■ What to do
Change "shoreline" to "lakeshore" in the items starting at the line that contains "Identify one point on each instance of the yellow" and ending at the last line of the items, then give only those lines back with nothing else altered.
######
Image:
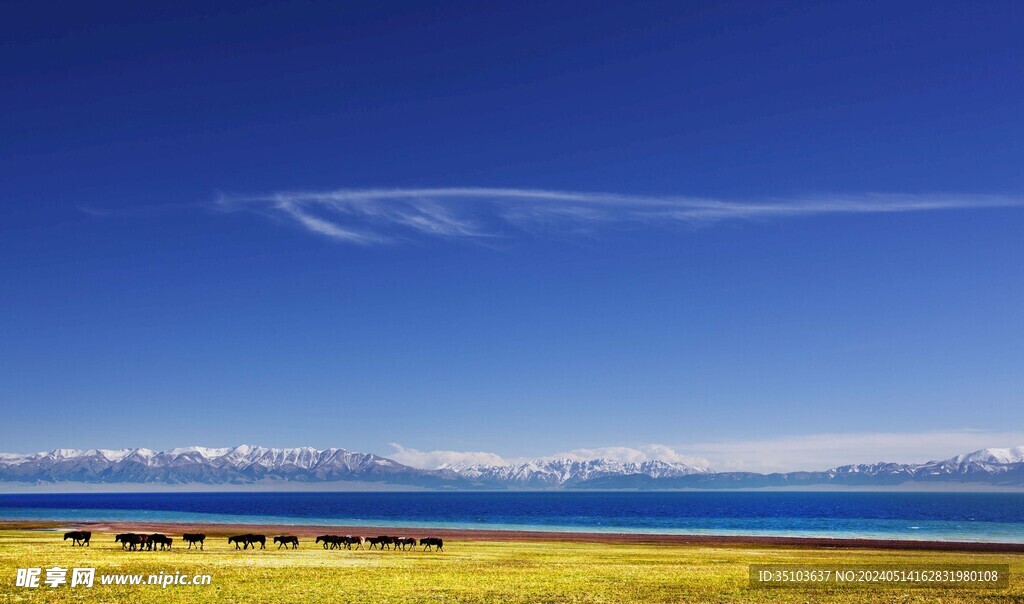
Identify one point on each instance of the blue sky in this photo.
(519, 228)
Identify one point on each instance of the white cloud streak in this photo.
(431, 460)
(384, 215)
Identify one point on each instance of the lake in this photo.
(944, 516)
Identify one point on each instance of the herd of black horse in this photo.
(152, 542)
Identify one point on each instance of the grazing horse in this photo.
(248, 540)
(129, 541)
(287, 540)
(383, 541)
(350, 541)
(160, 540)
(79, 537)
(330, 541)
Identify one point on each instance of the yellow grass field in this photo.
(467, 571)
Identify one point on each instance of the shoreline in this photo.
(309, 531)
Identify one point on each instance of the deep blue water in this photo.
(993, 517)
######
■ Correct output
Identify one point on each instance of the yellow grass field in this photo.
(467, 571)
Identify one point on each instance of the lakeshore in this photo.
(309, 531)
Identify one point on each instance of the deep blue water in this photo.
(993, 517)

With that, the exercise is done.